#### [GIVEN TEXT]
God’s in the (right) details: No frills New Mexico in “The Five Wounds”
- Posted by Summer Wood on July 29th, 2009 filed in craft of writing, people, places
- 3 Comments »
Hats off to Kirstin Valdez Quade for her moving story, “The Five Wounds”, published in this week’s issue of The New Yorker – and a nod of appreciation to the magazine for taking a chance on a story that’s so thoroughly steeped in New Mexico lore. Quade’s New Mexico (she’s from here, a cursory Google search suggests) is gritty, honest, current, and as rich in tradition as it is poor in material wealth. There’s more than a little of the magical here, but it’s not fairy dust; it’s a bitter kind of magic, faith walking hand in hand with despair, love vying with betrayal. And although she describes a way of life the unfamiliar would view as exotic, she shepherds the practices of the penitente brotherhood into the realm of shared experience by revealing the complex character and conflicting motivations of its members.
By which I mean to say: this story is the real shit, and you should rush to read it.

#### [WHAT YOU NEED TO DO]
a - According to the post about "The Five Wounds," which magazine published the story?
b - Copy the post about "The Five Wounds" word for word, starting at "Hats off to" and continuing up to and including "of its members.".

#### [EXTRACTED INFORMATION]
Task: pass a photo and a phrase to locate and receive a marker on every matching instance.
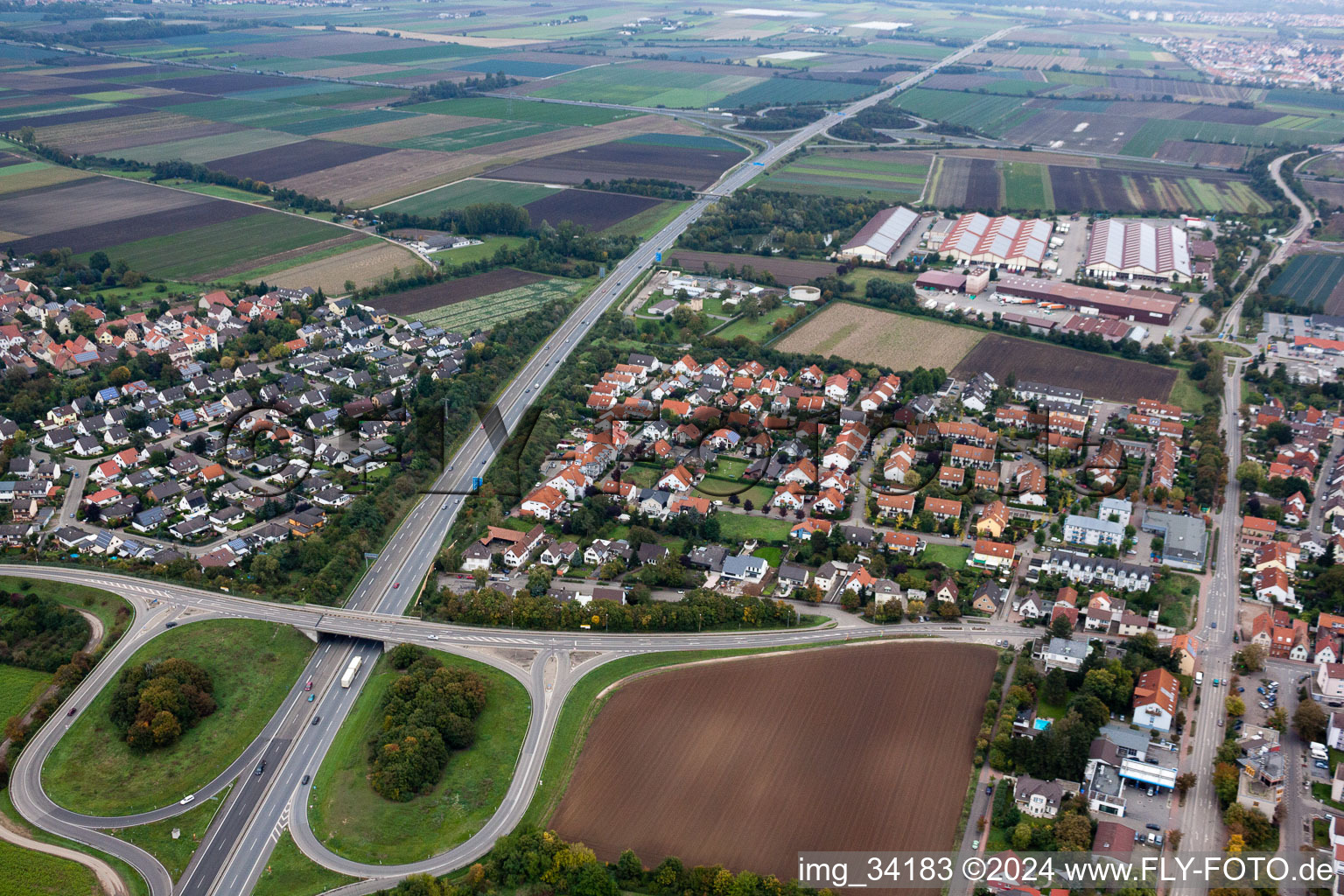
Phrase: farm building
(1135, 305)
(942, 280)
(1130, 248)
(1003, 242)
(880, 236)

#### [ANSWERS]
a - The New Yorker.

b -
Hats off to Kirstin Valdez Quade for her moving story, “The Five Wounds”, published in this week’s issue of The New Yorker – and a nod of appreciation to the magazine for taking a chance on a story that’s so thoroughly steeped in New Mexico lore. Quade’s New Mexico (she’s from here, a cursory Google search suggests) is gritty, honest, current, and as rich in tradition as it is poor in material wealth. There’s more than a little of the magical here, but it’s not fairy dust; it’s a bitter kind of magic, faith walking hand in hand with despair, love vying with betrayal. And although she describes a way of life the unfamiliar would view as exotic, she shepherds the practices of the penitente brotherhood into the realm of shared experience by revealing the complex character and conflicting motivations of its members.